— Begin Document passage —
In first meeting, new defence panel agrees to time-bound plan execution

The committee has been constituted at a time when the Indian military has complained that lack of resources are hurting its modernisation while China and Pakistan are swiftly upgrading their military capabilities.

india Updated: May 03, 2018 23:49 IST
Rahul Singh
Rahul Singh
Hindustan Times, New Delhi
National security adviser Ajit Kumar Doval heads the newly constituted overarching Defence Planning Committee (DPC).
National security adviser Ajit Kumar Doval heads the newly constituted overarching Defence Planning Committee (DPC). (Vipin Kumar/HT File Photo)

The newly constituted overarching Defence Planning Committee (DPC) – headed by national security adviser Ajit Doval and mandated to drive the country’s military and security strategy – discussed the “geostrategic landscape” and agreed to implement plans in a time-bound manner in its first meeting on Thursday, a defence ministry spokesperson said.

The panel’s ambit includes preparing draft reports on national security strategy, international defence engagement, building a defence manufacturing ecosystem and boosting military exports.

Apart from the three service chiefs, the committee comprises the defence secretary, the expenditure secretary, the foreign secretary and the Chief of Integrated Defence Staff, who also serves as member secretary.

“The members deliberated upon the geo-strategic landscape and agreed to chart a time-bound action plan in keeping with its broad mandate,” the spokesperson said in a statement.

The committee has been constituted at a time when the Indian military has complained that lack of resources are hurting its modernisation while China and Pakistan are swiftly upgrading their military capabilities.

Meeting defence production goals is likely to figure prominently in the panel’s future discussions, officials familiar with the matter said. The draft Defence Production Policy-2018, released in March, visualises India as one of the top five countries in the aerospace and defence sectors in the coming years, with defence goods and services expected to account for a turnover of Rs 1.7 lakh crore by 2025.

Analysts believe that decisions on military purchases could happen faster through the DPC as the prime minister’s office, the defence ministry, the finance ministry and the services are part of the same committee, which will submit its reports to defence minister Nirmala Sitharaman.
— End Document passage —
Stated task a - In the defence panel article, who serves as the committee's member secretary?
— Begin Data extract —
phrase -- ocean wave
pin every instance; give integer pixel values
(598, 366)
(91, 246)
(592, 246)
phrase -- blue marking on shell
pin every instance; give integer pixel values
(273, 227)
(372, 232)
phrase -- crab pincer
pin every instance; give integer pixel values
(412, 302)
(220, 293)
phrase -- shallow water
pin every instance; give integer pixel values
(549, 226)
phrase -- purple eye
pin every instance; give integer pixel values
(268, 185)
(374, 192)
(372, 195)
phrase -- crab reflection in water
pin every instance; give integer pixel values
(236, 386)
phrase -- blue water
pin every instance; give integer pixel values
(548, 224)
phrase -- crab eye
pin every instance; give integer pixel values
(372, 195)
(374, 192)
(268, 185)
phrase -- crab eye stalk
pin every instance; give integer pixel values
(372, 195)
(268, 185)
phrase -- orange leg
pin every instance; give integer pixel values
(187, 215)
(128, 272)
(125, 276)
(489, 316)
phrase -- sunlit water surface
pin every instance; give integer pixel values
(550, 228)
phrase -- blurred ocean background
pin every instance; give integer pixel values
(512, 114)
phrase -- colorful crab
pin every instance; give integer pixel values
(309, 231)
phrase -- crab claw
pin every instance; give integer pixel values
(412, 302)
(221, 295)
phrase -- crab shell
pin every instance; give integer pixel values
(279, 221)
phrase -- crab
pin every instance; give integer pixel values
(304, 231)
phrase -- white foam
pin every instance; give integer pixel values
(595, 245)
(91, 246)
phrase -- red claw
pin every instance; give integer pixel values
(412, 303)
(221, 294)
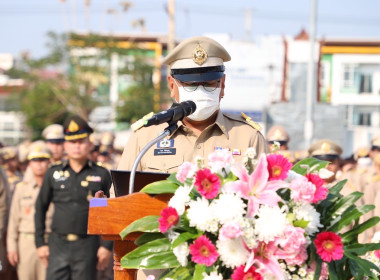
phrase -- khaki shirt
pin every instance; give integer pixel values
(228, 132)
(21, 217)
(370, 186)
(4, 205)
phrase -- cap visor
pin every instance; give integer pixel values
(198, 77)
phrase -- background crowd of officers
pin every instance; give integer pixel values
(23, 168)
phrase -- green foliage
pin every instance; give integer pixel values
(146, 224)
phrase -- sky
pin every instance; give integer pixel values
(25, 23)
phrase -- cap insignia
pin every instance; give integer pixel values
(325, 147)
(73, 126)
(199, 55)
(277, 134)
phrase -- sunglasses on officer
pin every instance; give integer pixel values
(209, 86)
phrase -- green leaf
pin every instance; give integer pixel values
(301, 223)
(332, 272)
(145, 224)
(349, 235)
(199, 269)
(147, 237)
(318, 269)
(179, 273)
(358, 249)
(349, 216)
(165, 186)
(312, 163)
(156, 254)
(184, 237)
(337, 187)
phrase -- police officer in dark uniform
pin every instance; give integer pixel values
(70, 252)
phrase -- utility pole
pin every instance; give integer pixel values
(311, 82)
(171, 34)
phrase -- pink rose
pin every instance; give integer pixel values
(230, 231)
(186, 170)
(302, 190)
(292, 246)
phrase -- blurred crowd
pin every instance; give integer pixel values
(23, 168)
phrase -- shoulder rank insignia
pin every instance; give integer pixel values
(140, 123)
(252, 123)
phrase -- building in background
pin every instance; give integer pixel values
(350, 77)
(13, 129)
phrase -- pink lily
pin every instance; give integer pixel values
(265, 260)
(255, 187)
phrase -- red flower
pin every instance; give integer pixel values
(169, 217)
(320, 190)
(207, 183)
(377, 254)
(329, 246)
(278, 167)
(203, 251)
(251, 274)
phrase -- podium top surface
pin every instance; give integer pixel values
(120, 180)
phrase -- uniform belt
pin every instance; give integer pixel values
(72, 236)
— End Data extract —
Stated task b - Put everything in the entries from the one containing "phrase -- building in background" down to the last entry into a two-column CSV with the headers request and answer. Give one row per entry, and put each value in its own quoted field with line breaks changed to spaces.

Correct output a - The Chief of Integrated Defence Staff.

Correct output b -
request,answer
"phrase -- building in background pin every instance; give integer pixel values","(350, 77) (13, 129)"
"phrase -- pink lily pin every instance; give integer pixel values","(265, 260) (255, 187)"
"phrase -- red flower pin every instance; give integer pixel values","(169, 217) (320, 190) (207, 183) (377, 254) (329, 246) (278, 167) (203, 251) (251, 274)"
"phrase -- podium top surface pin every instance; give integer pixel values","(120, 180)"
"phrase -- uniform belt pin every instance; give integer pixel values","(72, 236)"